* Passage shown:
-- START --
Fiddle and …
(A brief quote from Encyclopedia Brittanica):
The northern boundary of Middle America is rather vague, lying somewhere in the central Mexican state of Jalisco, where the Indians are largely acculturated to Mexican society. The area from Jalisco to the Panama Canal displays a bewildering network of native musical styles in mountain and jungle, hybrid and modern music, and rural and urban styles. It would be convenient to assign the flute and drum music to native rites and the stringed music to Spanish fiestas, but there are exceptions. … stringed instruments appear in Carnival and Lenten festivals, … and in the fiddle accompaniments for the arrieros (“mule-drivers”) dance. … contiguous tribal groups manifest contrasting styles…. Though it would be a vast simplification, it is not impossible to set off the native musical styles retained in mountains, jungles, deserts, and generally in rural settlements as distinctly different from the music encountered at urban political fiestas and tourist attractions.
Another take on these dances at bottom of page
The Fiesta of la Virgen de Guadalupe, on December 12, is the most important festival in Mexican tradition. In Independence, Oregon, people from Jalisco and Zacatecas who now live in Independence gather to perform the ancient ritual dances, with fiddle and guitar. Everyone in the community is welcome to participate/watch, and there is a delicious meal prepared as well. Hundreds of people attend.
Around 1995 the local group lost their fiddle player, and I was recruited to help with the music. I learned from copies of tapes made on hand-held cassette recorders at dances in Mexico with much help from Pablo Orozco, rhythm guitar. [Pablo also plays excellent Nortenyo style accordion in other venues]. The two of us do all the string music, with ample rhythm from the rattles, bells and feet of the dancers.
There are two rows of mostly men and a few young women dressed the same, and sometimes a few kids at the end of the line. There are usually 20 to 28 people in the dance, plus the clowns. In addition, a group of children ages 8-15 have been working out the dances on their own; a living tradition. For a few years a group of mainly teenagers were doing them in Corvallis, Pablo and I providing the music.
-- END --
* Stated goal 1: Scale the records starting at the line that contains "Get speckled fur." and ending at the line that contains "134 389 177 411", both lines included. Give all those lines again with each request and its format sample unchanged, and multiply every bounding-box coordinate in the answers by 1.35, rounding to whole numbers with halves rounded up.

* Entries:
-- START --
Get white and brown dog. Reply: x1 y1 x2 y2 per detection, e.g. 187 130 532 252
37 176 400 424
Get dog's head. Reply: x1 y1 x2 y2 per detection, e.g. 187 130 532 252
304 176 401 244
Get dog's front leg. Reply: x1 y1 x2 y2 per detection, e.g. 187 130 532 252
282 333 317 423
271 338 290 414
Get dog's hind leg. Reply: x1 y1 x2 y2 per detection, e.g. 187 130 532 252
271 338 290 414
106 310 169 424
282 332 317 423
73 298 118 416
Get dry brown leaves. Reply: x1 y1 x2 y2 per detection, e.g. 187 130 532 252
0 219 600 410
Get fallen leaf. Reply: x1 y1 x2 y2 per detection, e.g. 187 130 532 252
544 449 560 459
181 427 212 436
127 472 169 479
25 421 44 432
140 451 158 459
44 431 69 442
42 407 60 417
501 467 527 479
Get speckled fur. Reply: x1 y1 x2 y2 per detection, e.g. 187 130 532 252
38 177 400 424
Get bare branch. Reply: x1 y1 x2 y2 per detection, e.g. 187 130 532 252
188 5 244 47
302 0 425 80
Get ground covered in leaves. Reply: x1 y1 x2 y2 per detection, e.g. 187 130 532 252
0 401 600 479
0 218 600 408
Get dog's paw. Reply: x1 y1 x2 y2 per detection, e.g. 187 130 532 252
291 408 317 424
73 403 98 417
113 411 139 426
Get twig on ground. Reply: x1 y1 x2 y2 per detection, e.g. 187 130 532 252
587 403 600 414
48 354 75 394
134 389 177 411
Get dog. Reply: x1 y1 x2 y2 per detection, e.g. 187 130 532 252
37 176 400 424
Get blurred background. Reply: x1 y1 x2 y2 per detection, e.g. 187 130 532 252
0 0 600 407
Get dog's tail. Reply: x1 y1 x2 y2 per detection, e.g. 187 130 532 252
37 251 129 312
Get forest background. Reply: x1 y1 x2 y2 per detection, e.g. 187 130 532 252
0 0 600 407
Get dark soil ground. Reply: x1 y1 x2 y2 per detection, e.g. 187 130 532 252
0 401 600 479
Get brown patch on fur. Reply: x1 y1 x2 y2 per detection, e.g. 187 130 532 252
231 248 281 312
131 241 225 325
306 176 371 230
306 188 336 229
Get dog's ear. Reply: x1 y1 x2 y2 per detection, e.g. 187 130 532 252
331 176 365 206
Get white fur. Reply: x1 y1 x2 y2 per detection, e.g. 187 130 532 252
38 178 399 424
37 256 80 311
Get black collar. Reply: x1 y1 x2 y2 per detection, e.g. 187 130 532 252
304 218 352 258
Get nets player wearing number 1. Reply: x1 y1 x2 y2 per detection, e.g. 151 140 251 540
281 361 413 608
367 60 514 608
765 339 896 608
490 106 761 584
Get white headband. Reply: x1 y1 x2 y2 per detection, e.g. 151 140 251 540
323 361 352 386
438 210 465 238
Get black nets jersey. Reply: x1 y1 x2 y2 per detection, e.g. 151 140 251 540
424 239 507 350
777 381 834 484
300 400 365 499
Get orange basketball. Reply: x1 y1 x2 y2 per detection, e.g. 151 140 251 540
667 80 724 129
-- END --
* Stated goal 2: Summarize the passage on fiddle music and the Guadalupe dances in two sentences.

* Full solution 1:
Get speckled fur. Reply: x1 y1 x2 y2 per detection, e.g. 187 130 532 252
51 239 540 572
Get bare branch. Reply: x1 y1 x2 y2 per detection, e.g. 187 130 532 252
254 7 329 63
408 0 574 108
Get ground covered in leaves. Reply: x1 y1 x2 y2 per detection, e.g. 187 130 532 252
0 541 810 647
0 294 810 551
Get dog's paw. Reply: x1 y1 x2 y2 per detection, e.g. 187 130 532 252
393 551 428 572
99 544 132 563
153 555 188 575
Get twig on ground. Reply: x1 y1 x2 y2 per detection, e.g. 187 130 532 252
792 544 810 559
65 478 101 532
181 525 239 555

* Full solution 2: A quoted encyclopedia entry says that the region from Jalisco to the Panama Canal holds a bewildering network of native musical styles, and that stringed instruments are not limited to Spanish fiestas. In Independence, Oregon, people from Jalisco and Zacatecas perform ancient ritual dances with fiddle and guitar at the December 12 Fiesta of la Virgen de Guadalupe, where the writer has played fiddle since about 1995 and, with guitarist Pablo Orozco, provides all the string music.